Entries provided:

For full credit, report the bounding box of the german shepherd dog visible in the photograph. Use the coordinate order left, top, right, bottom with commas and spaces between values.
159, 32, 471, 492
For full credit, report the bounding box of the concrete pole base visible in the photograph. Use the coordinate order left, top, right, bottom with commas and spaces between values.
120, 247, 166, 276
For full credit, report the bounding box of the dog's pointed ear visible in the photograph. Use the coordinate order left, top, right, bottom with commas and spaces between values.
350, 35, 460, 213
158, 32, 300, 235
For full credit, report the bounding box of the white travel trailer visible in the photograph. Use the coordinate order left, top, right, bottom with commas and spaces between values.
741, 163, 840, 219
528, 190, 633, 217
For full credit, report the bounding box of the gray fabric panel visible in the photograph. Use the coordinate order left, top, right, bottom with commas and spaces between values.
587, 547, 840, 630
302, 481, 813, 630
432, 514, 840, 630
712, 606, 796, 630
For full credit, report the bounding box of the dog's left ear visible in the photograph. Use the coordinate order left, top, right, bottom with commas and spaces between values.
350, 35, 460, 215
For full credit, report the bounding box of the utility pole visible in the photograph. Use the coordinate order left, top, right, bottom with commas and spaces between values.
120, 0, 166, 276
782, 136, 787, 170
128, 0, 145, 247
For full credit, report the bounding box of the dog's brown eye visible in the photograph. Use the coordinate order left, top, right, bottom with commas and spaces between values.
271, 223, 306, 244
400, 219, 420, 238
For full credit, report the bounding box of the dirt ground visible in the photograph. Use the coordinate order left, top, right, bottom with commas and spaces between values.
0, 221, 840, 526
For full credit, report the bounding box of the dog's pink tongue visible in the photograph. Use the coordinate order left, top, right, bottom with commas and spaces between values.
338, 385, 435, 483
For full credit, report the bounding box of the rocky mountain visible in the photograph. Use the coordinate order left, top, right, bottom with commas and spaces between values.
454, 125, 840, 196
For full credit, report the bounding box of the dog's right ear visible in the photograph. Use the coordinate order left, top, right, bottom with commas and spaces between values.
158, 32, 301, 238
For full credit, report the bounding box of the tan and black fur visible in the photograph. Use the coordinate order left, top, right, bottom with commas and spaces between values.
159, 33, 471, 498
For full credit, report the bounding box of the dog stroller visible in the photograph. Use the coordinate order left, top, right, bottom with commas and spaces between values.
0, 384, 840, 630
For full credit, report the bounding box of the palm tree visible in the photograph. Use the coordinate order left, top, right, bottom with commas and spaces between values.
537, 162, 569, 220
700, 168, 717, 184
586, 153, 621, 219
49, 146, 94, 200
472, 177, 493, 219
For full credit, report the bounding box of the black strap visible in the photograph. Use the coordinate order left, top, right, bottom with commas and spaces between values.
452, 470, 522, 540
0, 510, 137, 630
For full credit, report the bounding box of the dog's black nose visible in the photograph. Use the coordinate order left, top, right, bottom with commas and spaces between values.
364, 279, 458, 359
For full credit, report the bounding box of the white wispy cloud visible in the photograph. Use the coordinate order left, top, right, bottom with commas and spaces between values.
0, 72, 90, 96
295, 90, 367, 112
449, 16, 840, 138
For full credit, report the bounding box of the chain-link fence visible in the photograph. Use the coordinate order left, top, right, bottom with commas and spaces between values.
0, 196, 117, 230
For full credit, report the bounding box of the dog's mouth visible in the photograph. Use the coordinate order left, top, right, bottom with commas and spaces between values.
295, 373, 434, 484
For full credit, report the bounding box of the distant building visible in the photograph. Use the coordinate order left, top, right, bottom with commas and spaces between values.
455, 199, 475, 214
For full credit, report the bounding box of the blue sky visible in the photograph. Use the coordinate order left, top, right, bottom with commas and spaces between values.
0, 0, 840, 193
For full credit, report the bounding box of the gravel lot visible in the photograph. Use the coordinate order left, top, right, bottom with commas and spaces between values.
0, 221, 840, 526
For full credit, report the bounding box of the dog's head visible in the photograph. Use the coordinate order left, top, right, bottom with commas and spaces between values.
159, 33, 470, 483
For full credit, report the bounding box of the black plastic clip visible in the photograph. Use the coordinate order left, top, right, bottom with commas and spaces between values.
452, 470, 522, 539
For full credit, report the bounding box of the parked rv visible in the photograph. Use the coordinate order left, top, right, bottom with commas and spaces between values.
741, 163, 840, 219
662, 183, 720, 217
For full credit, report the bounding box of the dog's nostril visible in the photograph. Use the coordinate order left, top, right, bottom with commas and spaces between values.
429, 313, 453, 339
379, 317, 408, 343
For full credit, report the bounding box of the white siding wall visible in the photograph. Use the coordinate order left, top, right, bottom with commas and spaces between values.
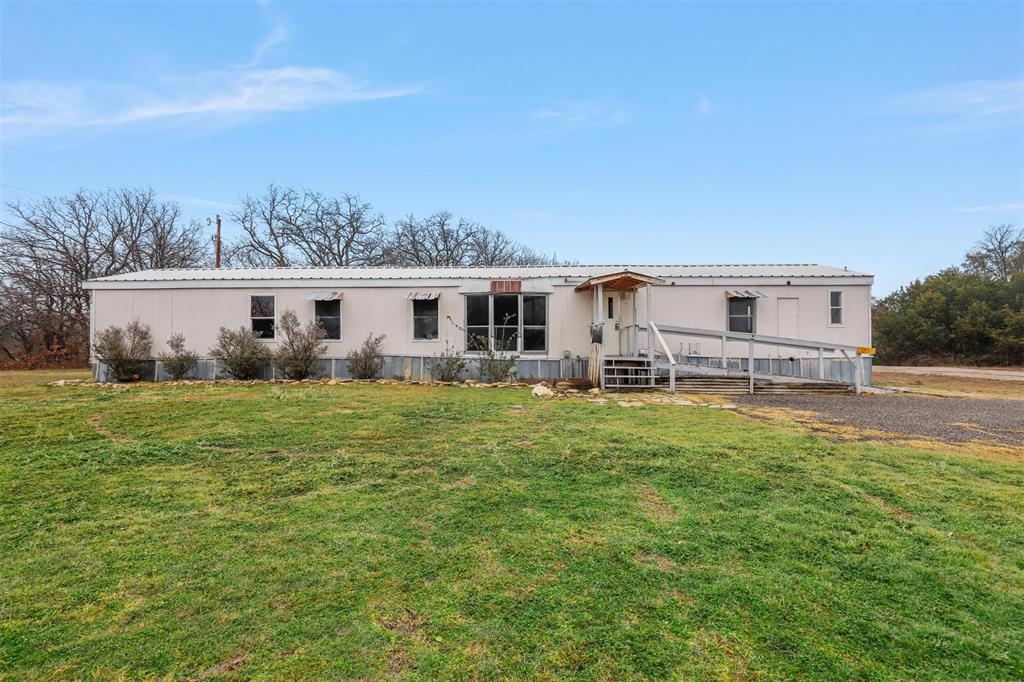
92, 281, 871, 358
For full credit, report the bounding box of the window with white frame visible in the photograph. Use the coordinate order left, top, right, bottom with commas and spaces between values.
413, 298, 438, 341
828, 289, 844, 327
466, 294, 548, 352
249, 296, 274, 339
315, 301, 341, 341
728, 297, 757, 334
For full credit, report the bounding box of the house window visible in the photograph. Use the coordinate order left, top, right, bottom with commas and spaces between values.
413, 298, 437, 341
466, 294, 548, 352
828, 291, 843, 327
729, 298, 757, 334
522, 296, 548, 351
316, 301, 341, 341
249, 296, 273, 339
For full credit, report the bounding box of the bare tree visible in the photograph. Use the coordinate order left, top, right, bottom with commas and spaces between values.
964, 222, 1024, 280
384, 211, 556, 266
227, 184, 386, 267
0, 188, 208, 357
224, 184, 297, 267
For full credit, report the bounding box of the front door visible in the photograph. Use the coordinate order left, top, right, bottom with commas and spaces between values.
603, 291, 623, 355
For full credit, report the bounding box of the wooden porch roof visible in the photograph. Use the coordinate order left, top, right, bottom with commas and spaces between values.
575, 270, 665, 291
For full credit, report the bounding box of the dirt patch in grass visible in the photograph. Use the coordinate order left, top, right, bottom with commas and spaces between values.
191, 653, 246, 680
736, 395, 1024, 450
690, 630, 762, 680
446, 474, 476, 491
638, 485, 677, 521
633, 550, 679, 571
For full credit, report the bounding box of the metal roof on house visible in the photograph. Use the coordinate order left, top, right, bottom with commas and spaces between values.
89, 263, 871, 280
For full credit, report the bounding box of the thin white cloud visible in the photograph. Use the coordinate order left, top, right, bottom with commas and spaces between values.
0, 0, 421, 138
530, 101, 630, 130
889, 80, 1024, 136
245, 0, 292, 67
0, 67, 420, 135
956, 202, 1024, 213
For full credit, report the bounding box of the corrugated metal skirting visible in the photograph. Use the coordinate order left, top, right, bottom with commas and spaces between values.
92, 355, 588, 381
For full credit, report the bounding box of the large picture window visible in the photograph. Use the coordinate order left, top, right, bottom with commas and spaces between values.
466, 294, 548, 352
413, 298, 438, 341
729, 298, 757, 334
249, 296, 273, 339
316, 301, 341, 341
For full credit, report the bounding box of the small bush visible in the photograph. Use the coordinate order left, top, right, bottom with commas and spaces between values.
210, 327, 270, 379
92, 319, 153, 381
273, 310, 327, 380
471, 329, 519, 384
434, 341, 467, 382
347, 334, 384, 379
157, 334, 199, 381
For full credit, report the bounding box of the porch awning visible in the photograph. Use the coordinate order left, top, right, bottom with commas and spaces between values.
305, 291, 345, 301
725, 289, 768, 298
575, 270, 665, 291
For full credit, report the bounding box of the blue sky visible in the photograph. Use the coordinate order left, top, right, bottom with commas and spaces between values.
0, 2, 1024, 294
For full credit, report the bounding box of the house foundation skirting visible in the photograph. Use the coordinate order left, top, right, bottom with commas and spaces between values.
92, 355, 588, 381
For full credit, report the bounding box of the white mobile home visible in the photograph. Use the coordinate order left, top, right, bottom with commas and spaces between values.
85, 264, 872, 383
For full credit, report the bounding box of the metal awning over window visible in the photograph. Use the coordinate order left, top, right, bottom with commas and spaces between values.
725, 289, 768, 298
305, 291, 345, 301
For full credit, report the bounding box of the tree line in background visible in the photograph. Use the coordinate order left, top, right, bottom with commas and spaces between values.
0, 184, 557, 367
873, 224, 1024, 365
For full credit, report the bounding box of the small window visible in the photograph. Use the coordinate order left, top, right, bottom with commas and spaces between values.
316, 301, 341, 341
466, 294, 490, 350
729, 298, 757, 334
522, 296, 548, 351
828, 291, 843, 327
249, 296, 273, 339
413, 298, 437, 341
494, 294, 519, 351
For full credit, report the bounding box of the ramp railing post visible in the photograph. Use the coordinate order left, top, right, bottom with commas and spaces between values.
746, 336, 754, 395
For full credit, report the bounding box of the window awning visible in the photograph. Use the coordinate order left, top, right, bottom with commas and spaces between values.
725, 289, 768, 298
305, 291, 345, 301
575, 270, 665, 291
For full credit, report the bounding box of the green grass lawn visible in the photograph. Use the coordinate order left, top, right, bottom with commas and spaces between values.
0, 374, 1024, 680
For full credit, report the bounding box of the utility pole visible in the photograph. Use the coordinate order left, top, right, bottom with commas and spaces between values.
213, 213, 220, 268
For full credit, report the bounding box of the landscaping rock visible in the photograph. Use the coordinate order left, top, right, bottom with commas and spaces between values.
532, 384, 555, 397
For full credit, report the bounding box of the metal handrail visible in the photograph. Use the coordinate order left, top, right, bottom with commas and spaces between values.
648, 321, 676, 393
638, 322, 863, 394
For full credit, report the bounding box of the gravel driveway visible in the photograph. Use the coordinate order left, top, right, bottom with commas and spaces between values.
734, 395, 1024, 445
871, 365, 1024, 381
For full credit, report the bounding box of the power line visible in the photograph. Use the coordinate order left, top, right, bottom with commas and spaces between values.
0, 182, 46, 197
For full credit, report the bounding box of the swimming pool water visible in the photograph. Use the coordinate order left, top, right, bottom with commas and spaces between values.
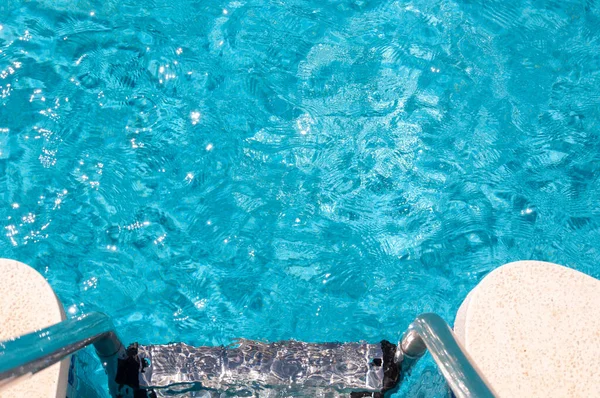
0, 0, 600, 396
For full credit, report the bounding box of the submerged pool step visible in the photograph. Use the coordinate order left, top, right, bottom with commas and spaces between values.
117, 340, 399, 398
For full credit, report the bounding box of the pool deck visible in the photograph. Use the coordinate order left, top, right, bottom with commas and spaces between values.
0, 259, 69, 398
454, 261, 600, 397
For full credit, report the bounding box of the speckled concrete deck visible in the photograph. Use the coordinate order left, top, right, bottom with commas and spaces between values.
454, 261, 600, 398
0, 259, 69, 398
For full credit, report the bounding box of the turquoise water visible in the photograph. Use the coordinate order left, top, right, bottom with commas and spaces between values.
0, 0, 600, 396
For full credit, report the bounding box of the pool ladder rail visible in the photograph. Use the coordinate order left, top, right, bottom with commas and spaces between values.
0, 313, 496, 398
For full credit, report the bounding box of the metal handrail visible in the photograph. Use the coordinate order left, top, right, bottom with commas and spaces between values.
0, 313, 496, 398
0, 312, 125, 394
399, 314, 496, 398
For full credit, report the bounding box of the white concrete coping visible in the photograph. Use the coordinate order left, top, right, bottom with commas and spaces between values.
0, 259, 69, 398
454, 261, 600, 398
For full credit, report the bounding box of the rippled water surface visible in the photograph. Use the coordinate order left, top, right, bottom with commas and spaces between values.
0, 0, 600, 396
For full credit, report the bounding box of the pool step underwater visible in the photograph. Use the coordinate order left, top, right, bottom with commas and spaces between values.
0, 260, 600, 398
116, 340, 400, 398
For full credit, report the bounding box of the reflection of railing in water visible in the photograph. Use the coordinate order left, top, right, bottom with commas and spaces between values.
0, 313, 494, 398
398, 314, 495, 398
0, 312, 125, 394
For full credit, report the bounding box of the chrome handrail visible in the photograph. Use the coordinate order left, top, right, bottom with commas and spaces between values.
0, 312, 125, 389
398, 314, 496, 398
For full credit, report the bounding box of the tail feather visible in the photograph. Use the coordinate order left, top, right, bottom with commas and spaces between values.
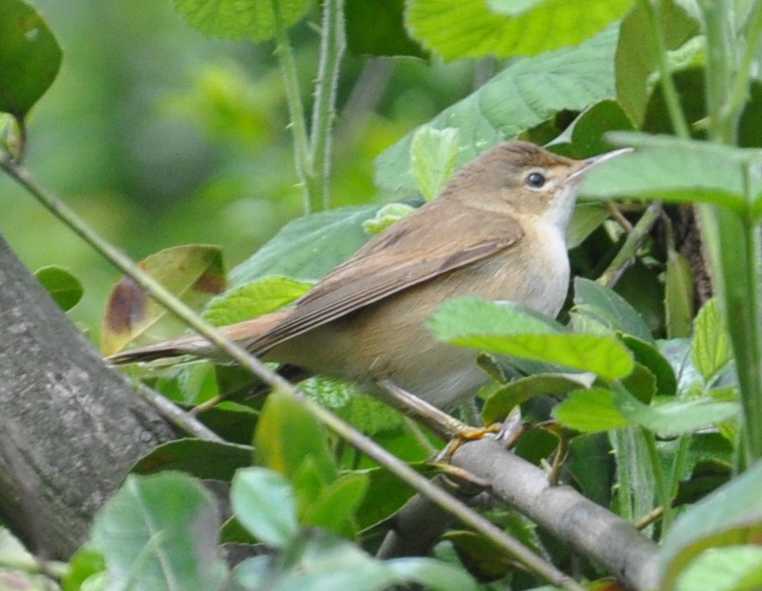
106, 310, 290, 365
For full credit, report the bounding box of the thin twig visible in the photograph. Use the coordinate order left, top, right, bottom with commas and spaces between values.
310, 0, 346, 209
135, 382, 225, 443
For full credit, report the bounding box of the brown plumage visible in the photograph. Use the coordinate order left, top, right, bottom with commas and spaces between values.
110, 142, 628, 406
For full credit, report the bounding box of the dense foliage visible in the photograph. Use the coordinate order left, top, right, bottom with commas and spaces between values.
0, 0, 762, 590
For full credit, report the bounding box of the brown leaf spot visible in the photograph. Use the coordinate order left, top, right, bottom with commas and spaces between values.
193, 270, 225, 294
106, 277, 148, 334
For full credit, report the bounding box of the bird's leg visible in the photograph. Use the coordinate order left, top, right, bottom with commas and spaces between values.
377, 380, 503, 459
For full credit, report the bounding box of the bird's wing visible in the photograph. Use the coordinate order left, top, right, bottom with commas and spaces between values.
247, 200, 523, 354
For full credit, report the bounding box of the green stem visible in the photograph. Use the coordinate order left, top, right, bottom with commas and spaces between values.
640, 0, 690, 138
598, 201, 661, 287
272, 0, 323, 213
641, 428, 672, 532
716, 207, 762, 465
699, 0, 736, 145
723, 2, 762, 126
0, 153, 584, 591
310, 0, 346, 209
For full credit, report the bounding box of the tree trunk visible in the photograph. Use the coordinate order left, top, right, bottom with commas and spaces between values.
0, 237, 176, 560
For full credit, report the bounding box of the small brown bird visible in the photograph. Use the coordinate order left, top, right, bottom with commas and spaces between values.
109, 141, 627, 407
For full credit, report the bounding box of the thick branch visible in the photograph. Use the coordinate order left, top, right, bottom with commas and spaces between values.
452, 438, 659, 591
0, 237, 175, 559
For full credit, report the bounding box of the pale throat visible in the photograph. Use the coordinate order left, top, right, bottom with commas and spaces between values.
542, 179, 580, 238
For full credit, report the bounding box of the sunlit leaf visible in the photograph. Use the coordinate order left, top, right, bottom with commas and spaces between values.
174, 0, 312, 41
574, 277, 653, 343
132, 438, 253, 481
302, 472, 369, 534
692, 298, 733, 380
482, 374, 582, 425
616, 0, 699, 125
405, 0, 630, 59
34, 266, 85, 311
582, 132, 762, 211
362, 203, 415, 234
229, 205, 381, 286
204, 277, 312, 326
660, 462, 762, 591
553, 388, 630, 433
0, 0, 62, 120
566, 203, 609, 249
428, 298, 633, 380
386, 556, 479, 591
676, 544, 762, 591
92, 473, 226, 591
410, 127, 460, 201
254, 390, 337, 483
664, 248, 695, 338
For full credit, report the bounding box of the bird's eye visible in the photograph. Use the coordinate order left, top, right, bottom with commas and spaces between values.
524, 172, 547, 189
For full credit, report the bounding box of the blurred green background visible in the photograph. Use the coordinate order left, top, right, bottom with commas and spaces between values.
0, 0, 474, 339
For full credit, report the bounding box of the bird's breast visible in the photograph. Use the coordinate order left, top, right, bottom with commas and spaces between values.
272, 220, 569, 407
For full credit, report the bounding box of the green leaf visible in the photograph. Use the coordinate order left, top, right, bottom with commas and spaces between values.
664, 247, 694, 339
574, 277, 653, 343
174, 0, 312, 42
204, 277, 312, 326
0, 0, 62, 121
616, 0, 699, 126
34, 266, 85, 312
254, 390, 338, 484
661, 462, 762, 591
621, 363, 658, 404
582, 132, 762, 211
677, 544, 762, 591
410, 127, 460, 201
428, 297, 633, 380
621, 335, 677, 395
620, 398, 740, 436
692, 298, 733, 381
101, 244, 225, 355
299, 376, 404, 435
355, 468, 415, 531
301, 472, 369, 535
344, 0, 427, 57
487, 0, 545, 16
550, 99, 635, 159
132, 439, 253, 481
405, 0, 630, 60
61, 544, 106, 591
274, 534, 401, 591
566, 203, 609, 249
376, 24, 617, 195
229, 205, 381, 286
230, 468, 299, 548
553, 388, 739, 436
362, 203, 415, 234
92, 473, 226, 591
482, 374, 588, 425
553, 388, 629, 433
386, 556, 479, 591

Exercise brief:
Pull out every line of the records that contains the word "deck", treating uppercase and lowercase as different.

Result of the task:
For full credit, report the bounding box of the pool deck visible in the photograph. Use the coordinate order left, top, right, bottom with commas and spaces between values.
For full credit, report the bounding box of the speckled concrete deck visible in the photograph. Use the coordinate order left, top, right, bottom with commas and spaces between values.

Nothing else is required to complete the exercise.